Every line holding the word "woman" should be copied from the material.

- _Dataset records_
☆ ☆ ☆ ☆
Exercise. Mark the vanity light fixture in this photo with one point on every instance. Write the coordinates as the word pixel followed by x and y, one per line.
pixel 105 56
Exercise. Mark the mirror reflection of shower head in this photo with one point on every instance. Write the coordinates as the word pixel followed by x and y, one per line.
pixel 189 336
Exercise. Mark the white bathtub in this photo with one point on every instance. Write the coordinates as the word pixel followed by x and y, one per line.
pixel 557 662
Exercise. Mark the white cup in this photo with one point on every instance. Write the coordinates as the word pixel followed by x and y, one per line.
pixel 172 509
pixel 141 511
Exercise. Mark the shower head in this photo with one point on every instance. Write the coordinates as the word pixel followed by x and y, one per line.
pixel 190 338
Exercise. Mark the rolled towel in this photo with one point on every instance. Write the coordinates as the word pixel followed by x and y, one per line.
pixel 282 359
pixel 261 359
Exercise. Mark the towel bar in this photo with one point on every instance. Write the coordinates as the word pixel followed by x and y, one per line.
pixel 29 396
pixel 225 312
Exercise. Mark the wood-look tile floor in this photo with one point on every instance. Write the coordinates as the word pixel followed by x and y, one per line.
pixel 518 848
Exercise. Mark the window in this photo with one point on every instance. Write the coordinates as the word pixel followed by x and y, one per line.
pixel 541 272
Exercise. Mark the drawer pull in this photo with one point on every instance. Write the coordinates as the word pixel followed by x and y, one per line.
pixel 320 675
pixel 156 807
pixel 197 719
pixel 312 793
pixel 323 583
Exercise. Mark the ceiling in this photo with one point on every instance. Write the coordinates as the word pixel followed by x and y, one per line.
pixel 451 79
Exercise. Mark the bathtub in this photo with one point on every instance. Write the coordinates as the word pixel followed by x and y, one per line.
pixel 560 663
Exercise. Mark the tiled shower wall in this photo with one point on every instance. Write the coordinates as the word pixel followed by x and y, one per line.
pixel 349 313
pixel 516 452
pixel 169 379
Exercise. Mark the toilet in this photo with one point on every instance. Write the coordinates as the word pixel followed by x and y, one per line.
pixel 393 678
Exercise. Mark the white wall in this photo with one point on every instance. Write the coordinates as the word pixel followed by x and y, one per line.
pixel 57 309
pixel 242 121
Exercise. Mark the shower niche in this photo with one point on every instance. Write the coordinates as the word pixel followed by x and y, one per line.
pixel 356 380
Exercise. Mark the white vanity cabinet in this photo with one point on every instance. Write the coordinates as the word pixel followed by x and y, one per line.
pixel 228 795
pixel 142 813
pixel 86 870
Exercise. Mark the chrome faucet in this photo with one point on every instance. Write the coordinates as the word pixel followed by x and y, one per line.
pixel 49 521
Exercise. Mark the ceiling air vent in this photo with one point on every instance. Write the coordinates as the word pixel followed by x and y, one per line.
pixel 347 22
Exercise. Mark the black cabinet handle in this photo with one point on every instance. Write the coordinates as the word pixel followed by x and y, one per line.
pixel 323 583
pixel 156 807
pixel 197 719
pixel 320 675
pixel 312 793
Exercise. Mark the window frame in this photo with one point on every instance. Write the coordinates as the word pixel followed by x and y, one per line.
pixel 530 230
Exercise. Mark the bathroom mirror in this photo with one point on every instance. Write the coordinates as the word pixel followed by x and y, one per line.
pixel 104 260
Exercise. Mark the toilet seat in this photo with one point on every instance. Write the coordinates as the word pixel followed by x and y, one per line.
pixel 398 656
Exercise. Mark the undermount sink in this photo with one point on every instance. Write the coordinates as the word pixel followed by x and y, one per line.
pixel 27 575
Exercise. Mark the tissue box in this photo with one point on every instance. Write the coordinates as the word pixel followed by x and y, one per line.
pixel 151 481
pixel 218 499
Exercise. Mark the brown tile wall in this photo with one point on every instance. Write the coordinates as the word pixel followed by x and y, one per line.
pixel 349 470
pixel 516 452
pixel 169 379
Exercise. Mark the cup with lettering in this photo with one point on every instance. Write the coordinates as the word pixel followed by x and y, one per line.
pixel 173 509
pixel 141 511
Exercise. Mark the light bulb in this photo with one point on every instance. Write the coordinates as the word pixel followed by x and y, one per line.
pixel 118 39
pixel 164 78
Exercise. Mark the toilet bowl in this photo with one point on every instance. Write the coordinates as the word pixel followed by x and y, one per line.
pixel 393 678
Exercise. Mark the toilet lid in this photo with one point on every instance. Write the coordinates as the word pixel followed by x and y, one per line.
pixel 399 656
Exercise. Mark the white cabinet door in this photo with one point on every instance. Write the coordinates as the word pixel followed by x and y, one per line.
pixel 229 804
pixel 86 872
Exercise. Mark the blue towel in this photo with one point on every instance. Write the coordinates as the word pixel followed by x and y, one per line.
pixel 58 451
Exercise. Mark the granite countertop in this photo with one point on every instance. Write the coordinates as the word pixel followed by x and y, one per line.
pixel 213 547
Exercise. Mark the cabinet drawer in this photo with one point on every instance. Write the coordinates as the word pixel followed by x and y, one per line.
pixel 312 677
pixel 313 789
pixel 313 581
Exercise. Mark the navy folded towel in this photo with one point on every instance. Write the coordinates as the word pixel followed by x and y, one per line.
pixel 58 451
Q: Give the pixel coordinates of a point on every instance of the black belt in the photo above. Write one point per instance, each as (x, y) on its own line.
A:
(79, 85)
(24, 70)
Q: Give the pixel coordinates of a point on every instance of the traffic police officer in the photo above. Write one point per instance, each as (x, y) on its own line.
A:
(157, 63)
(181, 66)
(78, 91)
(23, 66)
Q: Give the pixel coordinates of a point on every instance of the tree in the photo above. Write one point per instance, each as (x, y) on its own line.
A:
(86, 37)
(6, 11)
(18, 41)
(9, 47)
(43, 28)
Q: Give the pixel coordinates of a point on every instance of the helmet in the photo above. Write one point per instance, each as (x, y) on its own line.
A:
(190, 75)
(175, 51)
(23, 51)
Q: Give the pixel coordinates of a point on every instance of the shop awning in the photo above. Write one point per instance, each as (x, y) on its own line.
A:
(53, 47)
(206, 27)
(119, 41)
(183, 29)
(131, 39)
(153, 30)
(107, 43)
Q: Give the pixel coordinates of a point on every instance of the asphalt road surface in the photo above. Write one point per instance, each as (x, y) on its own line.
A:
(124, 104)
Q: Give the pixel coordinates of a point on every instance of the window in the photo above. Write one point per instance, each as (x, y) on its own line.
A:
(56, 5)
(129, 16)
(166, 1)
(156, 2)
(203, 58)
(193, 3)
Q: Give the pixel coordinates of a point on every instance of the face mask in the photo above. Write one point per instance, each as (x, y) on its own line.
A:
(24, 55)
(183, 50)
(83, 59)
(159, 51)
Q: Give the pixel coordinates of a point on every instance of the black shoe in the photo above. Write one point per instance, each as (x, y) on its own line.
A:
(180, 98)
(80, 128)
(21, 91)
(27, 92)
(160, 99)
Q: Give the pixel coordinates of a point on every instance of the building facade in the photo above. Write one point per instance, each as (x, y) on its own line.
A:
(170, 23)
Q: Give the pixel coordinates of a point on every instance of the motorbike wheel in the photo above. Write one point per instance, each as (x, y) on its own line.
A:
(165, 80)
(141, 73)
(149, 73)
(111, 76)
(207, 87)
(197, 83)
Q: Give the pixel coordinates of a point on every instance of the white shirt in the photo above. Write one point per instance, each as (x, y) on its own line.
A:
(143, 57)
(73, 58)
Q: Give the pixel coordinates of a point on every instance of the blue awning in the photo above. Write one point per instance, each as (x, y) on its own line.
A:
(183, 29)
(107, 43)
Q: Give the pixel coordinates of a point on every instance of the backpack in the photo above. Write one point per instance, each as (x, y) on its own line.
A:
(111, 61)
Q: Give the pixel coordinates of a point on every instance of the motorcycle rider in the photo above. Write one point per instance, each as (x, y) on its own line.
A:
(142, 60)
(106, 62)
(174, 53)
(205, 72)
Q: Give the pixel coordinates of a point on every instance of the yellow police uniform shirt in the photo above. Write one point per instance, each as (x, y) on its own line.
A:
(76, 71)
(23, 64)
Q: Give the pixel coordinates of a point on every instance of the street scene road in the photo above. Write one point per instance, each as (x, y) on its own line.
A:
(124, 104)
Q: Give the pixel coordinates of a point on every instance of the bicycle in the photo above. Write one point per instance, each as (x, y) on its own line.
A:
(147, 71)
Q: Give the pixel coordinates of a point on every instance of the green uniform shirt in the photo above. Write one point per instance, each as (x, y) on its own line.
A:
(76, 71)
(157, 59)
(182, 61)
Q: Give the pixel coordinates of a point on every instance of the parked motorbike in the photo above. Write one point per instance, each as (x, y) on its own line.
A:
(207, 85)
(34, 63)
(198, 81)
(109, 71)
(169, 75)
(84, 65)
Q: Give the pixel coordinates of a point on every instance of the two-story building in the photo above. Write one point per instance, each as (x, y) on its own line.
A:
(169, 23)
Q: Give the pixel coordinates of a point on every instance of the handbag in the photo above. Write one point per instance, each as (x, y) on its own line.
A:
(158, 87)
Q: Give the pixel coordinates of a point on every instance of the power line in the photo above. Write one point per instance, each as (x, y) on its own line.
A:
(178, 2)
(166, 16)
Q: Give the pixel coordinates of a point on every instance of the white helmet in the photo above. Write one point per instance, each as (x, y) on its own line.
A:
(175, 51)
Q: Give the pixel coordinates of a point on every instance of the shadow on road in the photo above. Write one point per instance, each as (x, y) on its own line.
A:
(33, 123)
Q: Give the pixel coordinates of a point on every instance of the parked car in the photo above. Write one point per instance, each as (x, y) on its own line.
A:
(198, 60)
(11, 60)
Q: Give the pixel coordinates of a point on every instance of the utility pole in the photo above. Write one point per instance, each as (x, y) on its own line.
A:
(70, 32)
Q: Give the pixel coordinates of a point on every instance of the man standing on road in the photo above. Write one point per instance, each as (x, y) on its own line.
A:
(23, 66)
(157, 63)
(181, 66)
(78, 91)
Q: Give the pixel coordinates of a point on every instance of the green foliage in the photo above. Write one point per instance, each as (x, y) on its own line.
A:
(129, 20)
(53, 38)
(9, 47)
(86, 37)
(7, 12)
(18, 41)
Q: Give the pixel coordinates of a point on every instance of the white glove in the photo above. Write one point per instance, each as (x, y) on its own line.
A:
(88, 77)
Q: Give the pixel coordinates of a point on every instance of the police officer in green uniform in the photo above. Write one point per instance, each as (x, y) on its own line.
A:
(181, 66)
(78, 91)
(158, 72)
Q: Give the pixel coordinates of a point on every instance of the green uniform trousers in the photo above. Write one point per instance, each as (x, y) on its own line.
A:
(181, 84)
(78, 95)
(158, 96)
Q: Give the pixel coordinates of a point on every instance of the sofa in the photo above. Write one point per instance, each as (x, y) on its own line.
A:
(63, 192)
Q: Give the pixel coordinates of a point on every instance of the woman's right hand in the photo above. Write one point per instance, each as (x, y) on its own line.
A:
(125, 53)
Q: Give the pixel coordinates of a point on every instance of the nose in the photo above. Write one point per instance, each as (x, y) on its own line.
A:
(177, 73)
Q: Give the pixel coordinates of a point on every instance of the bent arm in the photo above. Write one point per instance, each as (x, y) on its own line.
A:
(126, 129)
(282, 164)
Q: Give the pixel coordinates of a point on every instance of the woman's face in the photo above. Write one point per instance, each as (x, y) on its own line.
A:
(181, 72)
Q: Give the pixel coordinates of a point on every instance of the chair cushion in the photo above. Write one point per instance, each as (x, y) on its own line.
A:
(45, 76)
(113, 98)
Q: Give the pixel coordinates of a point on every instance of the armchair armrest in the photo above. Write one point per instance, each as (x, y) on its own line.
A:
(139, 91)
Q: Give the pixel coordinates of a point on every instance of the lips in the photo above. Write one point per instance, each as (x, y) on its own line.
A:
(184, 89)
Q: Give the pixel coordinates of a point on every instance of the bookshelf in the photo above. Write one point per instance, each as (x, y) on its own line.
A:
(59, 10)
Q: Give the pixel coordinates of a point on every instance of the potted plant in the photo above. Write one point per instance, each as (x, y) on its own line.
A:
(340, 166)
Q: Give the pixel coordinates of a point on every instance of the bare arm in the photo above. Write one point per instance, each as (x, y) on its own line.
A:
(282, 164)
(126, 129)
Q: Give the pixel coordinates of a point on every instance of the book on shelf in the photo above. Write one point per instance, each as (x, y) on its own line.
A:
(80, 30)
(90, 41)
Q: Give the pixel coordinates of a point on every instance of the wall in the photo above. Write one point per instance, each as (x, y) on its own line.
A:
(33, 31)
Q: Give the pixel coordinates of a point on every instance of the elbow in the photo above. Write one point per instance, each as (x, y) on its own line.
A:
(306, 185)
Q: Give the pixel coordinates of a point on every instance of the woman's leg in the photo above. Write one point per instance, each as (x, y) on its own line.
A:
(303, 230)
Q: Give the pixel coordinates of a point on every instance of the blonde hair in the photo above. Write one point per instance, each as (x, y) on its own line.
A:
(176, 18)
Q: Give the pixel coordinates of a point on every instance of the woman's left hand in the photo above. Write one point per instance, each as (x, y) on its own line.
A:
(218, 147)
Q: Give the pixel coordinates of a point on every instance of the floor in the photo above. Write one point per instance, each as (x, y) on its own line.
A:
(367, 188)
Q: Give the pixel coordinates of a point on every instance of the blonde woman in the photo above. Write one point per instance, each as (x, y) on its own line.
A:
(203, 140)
☆ ☆ ☆ ☆
- _Response to this task_
Q: Give the pixel coordinates of a point on every instance of the woman's right hand in the photo above. Write one point per instance, each as (x, y) on its own line.
Q: Give the pixel coordinates of a point on every instance of the woman's face in the photo above. Write one point per instance, each as (x, y) on its own line.
Q: Give the pixel coordinates of a point on every instance of the woman's leg in the photo above. Write one point per instance, each as (x, y) on its own line.
Q: Give the pixel coordinates of a point on every instance of the woman's left hand in the photo above. Write one point per instance, each as (x, y) on its own line.
Q: Give the pixel coordinates of a point on every instance of the blonde woman in the photo above. Write one point per instance, each as (x, y) on its own line.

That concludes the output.